*What you are asked to do:*
Copy the stretch of the Book Thief review below from "Now with the" through "happy and sad.", word for word.

*** Opening Document segment ***

Author: Markus Zusak
Publisher: Knopf Books
Published on: March 14, 2006
Genre: Historical Fiction, Fantasy
Synopsis (via Goodreads):
It’s just a small story really, about among other things:
some fanatical Germans,
a Jewish fist-fighter,
and quite a lot of thievery. . . .
Set during World War II in Germany, Markus Zusak’s groundbreaking new novel is the story of Liesel Meminger, a foster girl living outside of Munich. Liesel scratches out a meager existence for herself by stealing when she encounters something she can’t resist–books. With the help of her accordion-playing foster father, she learns to read and shares her stolen books with her neighbors during bombing raids as well as with the Jewish man hidden in her basement before he is marched to Dachau.
Historical fiction is one of the genres that made me fall deeply in love with reading. The Book Thief is probably now my favorite book of the said genre. Honestly, it’s the first book that I’ve finished this year due to my self-diagnosed reading slump.
And I must say, what a way to start my reading for 2016. So here’s my thoughts:
First with the writing. You know when you read or hear someone speak about something and you just see it? Like the words literally painted a picture for you to see? We all get that a lot when reading right? Now, that is exactly what I felt the whole time about the writing. It was totally engaging. The words alone stole my heart.
Now with the characters. To have death as the narrator is interestingly captivating! In my opinion it gave the story an additional depth. It’s actually one of the reasons why I love this book. Then we have our protagonist, Liesel Meminger. I get why death is particularly drawn to this girl. For me Liesel is somewhat the child in all of us. The way words captivated her soul and heart. The way books offered her solace and joy.
She was an interesting character to read. Her relationship with the other characters showed how strong-willed she is. I just have to mention how deeply moved I am with the bond she has for her Papa and Rudy. It was both happy and sad.
And of course the plot. Probably the most emotional I’ve ever been in my lifetime of reading.
This book is poignant, brutally honest yet tragically beautiful. I know that I don’t have much to say about Nazi Germany but I live in the Philippines and once in our history we were also ruled by a dictator. I’m fortunate to have not experienced the brutality, the loss of freedom and the oppression that happened during the reign of these dictators. However, the truth survives in the words of the people who were there. And words are passed on through pen and paper. And just like this book, it may not show us exactly what happened but it somehow manages to show us a glimpse of what it was like during those times. I have to say that this book maybe fiction but there is truth behind every story. This book allows the reader not to be blind about certain things. Also it reminds us how powerful words can be and just like what this book says, words will always be an integral part of one’s soul.

*** Closing Document segment ***
*** Opening Records ***

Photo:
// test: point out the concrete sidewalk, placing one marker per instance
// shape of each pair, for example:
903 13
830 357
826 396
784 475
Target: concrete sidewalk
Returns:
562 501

*** Closing Records ***

*Exercise output:*
Now with the characters. To have death as the narrator is interestingly captivating! In my opinion it gave the story an additional depth. It’s actually one of the reasons why I love this book. Then we have our protagonist, Liesel Meminger. I get why death is particularly drawn to this girl. For me Liesel is somewhat the child in all of us. The way words captivated her soul and heart. The way books offered her solace and joy.
She was an interesting character to read. Her relationship with the other characters showed how strong-willed she is. I just have to mention how deeply moved I am with the bond she has for her Papa and Rudy. It was both happy and sad.